Document source |

══════════════════════════════

2010 · L'Académie · Vigner

"N’importe quel endroit est le bon si c’est par lui qu’ on est entré."
ROLAND DUBILLARD

C’est avec les mots que tout commence. C’est en 1986. Les mots de CORNEILLE d’abord, avec lesquels ÉRIC VIGNER, élève au Conservatoire de Paris (CNSAD), met en scène LA PLACE ROYALE avec 7 acteurs de sa promotion. Puis en 1991, dans une usine désaffectée à Issy-les-Moulineaux, il y a, portés par une vingtaine de jeunes acteurs, les mots de ROLAND DUBILLARD et LA MAISON D’OS comme acte fondateur de la compagnie SUZANNE M. Et, en 1993, ceux de MARGUERITE DURAS, dans la bouche des Brothers and Sisters de LA PLUIE D’ÉTÉ, consument le plateau du Conservatoire de Paris. Avec les mots de CORNEILLE, de DUBILLARD et de DURAS, ÉRIC VIGNER fait du théâtre.

C’est dans les lieux que tout se joue. Une ville, Lorient. Un appel du Ministère de la culture en 1994 alors que se joue LA PLUIE D’ÉTÉ à Moscou : on propose la direction d’un théâtre, en Bretagne terre d’enfance. Il dit oui. En 1996, il s’installe dans cette ville fondée par l’État français avec l’implantation de la seconde Compagnie des Indes Orientales pour commercer avec le reste du monde. De ce port, il embarque MOLIÈRE en Corée du Sud, BEAUMARCHAIS en Albanie, KOLTÈS aux États-Unis. À ce port, il ramène un patrimoine de théâtre en langues étrangères enrichi de la rencontre avec l’Orient, les Balkans, l’outre-Atlantique. L’étranger de la langue, considéré comme un obstacle pour se comprendre, devient un atout, une aubaine. Avec les mots de MOLIÈRE en coréen, de BEAUMARCHAIS en albanais et de KOLTÈS en américain, ÉRIC VIGNER fait du théâtre.

══════════════════════════════

Travail à faire |
1. D'après le texte sur Éric Vigner, en quelle année s'installe-t-il à Lorient ?
2. Écrivez la suite du texte sur Éric Vigner, à partir de sa dernière phrase.

══════════════════════════════

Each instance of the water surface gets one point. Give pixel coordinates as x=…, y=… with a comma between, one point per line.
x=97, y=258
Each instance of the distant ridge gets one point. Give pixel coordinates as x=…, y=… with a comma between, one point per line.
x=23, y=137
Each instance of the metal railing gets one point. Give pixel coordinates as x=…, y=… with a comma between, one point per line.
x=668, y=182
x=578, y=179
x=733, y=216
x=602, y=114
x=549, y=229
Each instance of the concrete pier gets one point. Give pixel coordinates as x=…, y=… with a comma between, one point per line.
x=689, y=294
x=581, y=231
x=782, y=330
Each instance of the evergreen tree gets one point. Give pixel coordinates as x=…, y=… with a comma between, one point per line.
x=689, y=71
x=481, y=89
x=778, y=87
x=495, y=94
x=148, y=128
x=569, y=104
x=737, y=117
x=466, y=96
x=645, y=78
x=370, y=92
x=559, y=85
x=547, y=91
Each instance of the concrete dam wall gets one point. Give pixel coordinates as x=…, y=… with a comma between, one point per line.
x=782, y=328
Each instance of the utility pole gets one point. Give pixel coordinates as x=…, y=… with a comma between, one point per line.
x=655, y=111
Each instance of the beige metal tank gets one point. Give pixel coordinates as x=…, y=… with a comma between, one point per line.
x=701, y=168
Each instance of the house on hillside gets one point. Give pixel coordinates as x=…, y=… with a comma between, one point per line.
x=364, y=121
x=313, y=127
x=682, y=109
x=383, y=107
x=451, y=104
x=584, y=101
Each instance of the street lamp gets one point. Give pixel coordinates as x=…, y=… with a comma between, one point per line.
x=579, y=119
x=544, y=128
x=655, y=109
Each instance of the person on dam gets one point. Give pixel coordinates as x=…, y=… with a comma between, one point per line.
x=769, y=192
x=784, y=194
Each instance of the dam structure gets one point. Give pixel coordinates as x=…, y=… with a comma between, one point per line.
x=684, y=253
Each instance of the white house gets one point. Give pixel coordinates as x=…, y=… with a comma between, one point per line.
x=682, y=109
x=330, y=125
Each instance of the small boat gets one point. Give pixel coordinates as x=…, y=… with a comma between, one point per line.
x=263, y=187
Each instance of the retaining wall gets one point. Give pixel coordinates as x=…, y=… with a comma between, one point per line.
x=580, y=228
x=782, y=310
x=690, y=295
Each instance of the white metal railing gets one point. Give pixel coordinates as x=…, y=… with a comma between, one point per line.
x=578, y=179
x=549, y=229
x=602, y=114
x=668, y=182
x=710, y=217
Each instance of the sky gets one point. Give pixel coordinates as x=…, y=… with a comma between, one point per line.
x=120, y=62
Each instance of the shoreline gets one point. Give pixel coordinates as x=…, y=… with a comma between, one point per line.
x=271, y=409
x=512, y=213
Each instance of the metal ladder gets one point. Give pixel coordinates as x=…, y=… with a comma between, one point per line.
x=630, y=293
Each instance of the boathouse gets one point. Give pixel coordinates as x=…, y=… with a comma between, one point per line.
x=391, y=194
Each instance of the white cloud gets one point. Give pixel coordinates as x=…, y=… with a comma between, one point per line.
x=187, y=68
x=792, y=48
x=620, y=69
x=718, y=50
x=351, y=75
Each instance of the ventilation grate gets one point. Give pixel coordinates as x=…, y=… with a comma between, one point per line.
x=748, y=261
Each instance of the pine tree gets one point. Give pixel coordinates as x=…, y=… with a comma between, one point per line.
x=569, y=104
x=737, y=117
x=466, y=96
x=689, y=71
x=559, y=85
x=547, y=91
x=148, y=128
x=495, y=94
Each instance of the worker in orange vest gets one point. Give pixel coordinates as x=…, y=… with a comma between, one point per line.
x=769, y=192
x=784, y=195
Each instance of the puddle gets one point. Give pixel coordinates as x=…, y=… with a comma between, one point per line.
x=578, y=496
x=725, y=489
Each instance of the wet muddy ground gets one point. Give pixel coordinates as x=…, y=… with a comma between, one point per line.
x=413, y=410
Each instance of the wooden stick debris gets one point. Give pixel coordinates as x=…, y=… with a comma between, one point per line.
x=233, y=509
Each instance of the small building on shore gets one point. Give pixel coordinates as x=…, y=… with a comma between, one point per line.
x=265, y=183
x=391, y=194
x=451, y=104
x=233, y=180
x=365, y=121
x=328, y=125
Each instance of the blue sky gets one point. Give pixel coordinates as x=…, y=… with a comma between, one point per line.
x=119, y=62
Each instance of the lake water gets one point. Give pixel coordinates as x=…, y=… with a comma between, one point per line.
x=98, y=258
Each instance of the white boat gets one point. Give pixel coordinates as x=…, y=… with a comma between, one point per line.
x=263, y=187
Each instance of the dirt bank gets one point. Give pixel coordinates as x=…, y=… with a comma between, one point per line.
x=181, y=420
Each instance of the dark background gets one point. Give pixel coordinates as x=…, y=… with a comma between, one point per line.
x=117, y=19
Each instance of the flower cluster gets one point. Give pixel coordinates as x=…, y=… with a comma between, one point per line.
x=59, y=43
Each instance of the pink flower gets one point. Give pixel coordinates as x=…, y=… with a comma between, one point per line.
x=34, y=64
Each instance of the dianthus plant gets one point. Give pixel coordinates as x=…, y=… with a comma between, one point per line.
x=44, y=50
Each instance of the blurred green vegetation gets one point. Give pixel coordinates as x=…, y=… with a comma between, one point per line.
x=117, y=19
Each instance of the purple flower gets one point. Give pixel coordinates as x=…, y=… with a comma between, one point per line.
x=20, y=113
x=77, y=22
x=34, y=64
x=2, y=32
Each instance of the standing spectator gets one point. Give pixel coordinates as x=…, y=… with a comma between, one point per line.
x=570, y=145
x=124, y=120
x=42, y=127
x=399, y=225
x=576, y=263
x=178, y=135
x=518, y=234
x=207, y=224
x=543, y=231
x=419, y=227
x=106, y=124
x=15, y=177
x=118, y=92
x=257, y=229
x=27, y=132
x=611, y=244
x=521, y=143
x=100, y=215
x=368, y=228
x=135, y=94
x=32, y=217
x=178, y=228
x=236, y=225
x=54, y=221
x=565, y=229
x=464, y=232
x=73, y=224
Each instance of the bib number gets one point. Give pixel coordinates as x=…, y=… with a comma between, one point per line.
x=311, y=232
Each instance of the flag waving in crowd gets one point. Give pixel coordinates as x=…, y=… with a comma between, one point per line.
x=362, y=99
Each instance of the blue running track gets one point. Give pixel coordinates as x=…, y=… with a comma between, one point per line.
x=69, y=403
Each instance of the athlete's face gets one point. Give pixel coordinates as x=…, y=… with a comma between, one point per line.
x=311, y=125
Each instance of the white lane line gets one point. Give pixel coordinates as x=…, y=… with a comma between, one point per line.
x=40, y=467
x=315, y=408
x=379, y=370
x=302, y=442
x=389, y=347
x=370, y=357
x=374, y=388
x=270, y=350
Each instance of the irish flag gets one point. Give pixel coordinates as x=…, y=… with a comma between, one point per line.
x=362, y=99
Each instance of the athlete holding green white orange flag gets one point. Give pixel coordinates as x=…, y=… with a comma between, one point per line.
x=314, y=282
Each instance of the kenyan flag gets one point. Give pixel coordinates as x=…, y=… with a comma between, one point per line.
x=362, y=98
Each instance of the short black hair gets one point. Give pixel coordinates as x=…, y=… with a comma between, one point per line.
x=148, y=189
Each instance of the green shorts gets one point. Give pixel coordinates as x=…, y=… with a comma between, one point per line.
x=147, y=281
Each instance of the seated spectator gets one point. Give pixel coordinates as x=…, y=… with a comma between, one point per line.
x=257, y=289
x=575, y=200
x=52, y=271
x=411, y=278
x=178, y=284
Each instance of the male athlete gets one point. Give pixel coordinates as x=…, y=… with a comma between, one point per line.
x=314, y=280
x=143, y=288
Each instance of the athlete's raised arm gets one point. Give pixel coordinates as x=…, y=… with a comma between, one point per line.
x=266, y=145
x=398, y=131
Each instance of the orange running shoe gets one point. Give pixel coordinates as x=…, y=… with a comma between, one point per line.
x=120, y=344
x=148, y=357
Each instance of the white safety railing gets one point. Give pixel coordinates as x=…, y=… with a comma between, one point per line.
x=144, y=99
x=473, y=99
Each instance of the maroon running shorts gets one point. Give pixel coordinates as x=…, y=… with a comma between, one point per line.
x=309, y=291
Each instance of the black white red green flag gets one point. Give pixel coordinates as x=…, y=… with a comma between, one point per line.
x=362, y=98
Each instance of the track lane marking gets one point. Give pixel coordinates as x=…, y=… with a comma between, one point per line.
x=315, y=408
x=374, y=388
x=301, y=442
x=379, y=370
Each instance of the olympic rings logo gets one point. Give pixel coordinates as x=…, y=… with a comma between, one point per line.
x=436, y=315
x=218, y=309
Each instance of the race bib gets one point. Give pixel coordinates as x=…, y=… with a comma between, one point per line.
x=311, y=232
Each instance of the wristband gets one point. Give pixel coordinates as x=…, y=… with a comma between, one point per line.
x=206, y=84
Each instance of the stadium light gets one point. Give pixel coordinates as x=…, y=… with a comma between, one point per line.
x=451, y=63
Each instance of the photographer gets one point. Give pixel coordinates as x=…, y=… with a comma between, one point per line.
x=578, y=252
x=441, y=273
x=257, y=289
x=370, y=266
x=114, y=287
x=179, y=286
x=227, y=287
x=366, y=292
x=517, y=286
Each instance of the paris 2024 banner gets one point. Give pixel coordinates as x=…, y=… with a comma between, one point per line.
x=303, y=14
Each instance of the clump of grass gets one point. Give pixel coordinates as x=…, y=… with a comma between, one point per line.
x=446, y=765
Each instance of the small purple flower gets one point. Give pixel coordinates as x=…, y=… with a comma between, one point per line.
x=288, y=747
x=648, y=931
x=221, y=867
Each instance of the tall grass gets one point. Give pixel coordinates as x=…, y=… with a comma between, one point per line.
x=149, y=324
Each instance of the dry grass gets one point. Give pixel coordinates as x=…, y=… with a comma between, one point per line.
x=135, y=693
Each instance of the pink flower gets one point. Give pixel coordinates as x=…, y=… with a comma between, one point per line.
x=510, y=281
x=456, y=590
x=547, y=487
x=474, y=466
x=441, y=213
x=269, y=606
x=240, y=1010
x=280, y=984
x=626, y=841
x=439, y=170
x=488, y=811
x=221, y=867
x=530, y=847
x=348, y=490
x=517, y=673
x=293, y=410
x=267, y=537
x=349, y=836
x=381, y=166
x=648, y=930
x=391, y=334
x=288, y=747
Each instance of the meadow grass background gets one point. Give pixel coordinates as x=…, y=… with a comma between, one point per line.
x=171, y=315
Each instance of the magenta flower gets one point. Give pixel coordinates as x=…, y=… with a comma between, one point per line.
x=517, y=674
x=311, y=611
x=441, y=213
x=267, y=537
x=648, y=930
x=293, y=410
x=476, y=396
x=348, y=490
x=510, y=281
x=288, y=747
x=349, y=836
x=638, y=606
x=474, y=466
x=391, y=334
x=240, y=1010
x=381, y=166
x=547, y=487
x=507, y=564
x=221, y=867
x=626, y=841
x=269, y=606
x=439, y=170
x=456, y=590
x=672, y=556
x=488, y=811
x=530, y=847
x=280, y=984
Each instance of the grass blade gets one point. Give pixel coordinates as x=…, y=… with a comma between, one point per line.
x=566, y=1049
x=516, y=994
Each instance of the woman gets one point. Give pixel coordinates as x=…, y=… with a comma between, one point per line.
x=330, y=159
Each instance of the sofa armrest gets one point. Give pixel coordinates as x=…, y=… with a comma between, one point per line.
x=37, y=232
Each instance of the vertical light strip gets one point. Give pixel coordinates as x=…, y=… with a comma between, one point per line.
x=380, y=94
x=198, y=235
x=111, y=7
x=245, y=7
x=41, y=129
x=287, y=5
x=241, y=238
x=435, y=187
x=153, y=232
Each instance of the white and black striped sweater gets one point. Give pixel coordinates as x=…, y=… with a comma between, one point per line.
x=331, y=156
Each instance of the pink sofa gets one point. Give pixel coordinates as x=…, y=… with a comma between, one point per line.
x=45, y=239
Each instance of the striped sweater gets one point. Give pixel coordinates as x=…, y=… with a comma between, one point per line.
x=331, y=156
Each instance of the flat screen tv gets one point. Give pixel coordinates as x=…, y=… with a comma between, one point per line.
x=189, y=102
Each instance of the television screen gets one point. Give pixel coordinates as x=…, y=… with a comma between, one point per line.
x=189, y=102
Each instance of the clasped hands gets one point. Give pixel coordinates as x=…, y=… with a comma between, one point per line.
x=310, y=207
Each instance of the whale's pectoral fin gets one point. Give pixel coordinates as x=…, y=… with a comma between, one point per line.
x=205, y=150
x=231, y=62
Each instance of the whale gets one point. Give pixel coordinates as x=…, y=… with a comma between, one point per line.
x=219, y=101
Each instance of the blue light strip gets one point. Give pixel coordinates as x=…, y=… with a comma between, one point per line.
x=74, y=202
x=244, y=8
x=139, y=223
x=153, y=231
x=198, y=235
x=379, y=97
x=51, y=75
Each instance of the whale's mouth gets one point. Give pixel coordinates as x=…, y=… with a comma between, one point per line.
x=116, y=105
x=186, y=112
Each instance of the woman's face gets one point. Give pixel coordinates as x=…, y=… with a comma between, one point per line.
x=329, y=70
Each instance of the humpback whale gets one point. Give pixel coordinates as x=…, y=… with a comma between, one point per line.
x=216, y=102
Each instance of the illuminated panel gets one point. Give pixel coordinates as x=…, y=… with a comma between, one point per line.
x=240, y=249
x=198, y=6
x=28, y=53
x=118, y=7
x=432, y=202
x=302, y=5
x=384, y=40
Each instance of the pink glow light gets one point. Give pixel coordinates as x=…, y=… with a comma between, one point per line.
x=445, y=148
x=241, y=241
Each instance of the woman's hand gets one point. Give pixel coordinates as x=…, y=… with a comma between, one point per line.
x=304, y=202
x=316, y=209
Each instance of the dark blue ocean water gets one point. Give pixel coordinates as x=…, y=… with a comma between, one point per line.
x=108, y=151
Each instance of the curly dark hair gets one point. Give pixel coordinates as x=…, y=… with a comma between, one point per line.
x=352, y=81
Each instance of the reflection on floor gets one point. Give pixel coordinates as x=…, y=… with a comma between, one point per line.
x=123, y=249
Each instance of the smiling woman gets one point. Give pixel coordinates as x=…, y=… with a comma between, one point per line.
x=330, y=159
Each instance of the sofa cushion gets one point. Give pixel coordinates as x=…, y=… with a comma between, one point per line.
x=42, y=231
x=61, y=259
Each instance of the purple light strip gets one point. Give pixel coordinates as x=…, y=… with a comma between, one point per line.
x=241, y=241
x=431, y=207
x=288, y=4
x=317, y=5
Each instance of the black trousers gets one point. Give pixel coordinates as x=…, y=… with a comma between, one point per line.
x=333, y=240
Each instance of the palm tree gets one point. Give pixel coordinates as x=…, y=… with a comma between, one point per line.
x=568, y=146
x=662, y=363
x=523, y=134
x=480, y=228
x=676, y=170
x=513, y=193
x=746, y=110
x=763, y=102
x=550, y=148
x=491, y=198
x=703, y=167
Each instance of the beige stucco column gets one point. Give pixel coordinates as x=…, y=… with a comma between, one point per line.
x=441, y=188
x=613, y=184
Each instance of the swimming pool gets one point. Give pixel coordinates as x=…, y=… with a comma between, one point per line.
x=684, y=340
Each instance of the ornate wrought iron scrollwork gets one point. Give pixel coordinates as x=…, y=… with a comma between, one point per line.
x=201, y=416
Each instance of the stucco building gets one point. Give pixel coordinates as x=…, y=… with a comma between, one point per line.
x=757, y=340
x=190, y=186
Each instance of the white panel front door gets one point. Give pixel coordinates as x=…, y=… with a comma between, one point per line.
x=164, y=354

══════════════════════════════

Réponses |
1. En 1996.

2.
"Quel théâtre pour l'avenir, quelles formes inventer pour parler aux hommes ?"
ÉRIC VIGNER

Le 3 octobre 2010, ÉRIC VIGNER fonde L’ACADÉMIE à Lorient. Rassembler de jeunes acteurs de cultures, de langues maternelles, de couleurs différentes. Transmettre cet amour du verbe et du livre, cet art de l’acteur fondé sur la lecture et le dire. Travailler sur le théâtre classique français au regard des écritures d’aujourd’hui. CORNEILLE, SMITH, HONORÉ. Et jouer. 7 acteurs, 7 pays - Maroc, Roumanie, Mali, Belgique, Corée du Sud, Allemagne, Israël - forment cette ACADÉMIE de théâtre à l’image de la jeunesse du monde, ils se nomment : HYUNJOO LEE, NICO ROGNER, VLAD CHIRITA, EYE HAIDARA, TOMMY MILLIOT, LAHCEN ELMAZOUZI, ISAÏE SULTAN. Ils travaillent à Lorient, pendant trois ans.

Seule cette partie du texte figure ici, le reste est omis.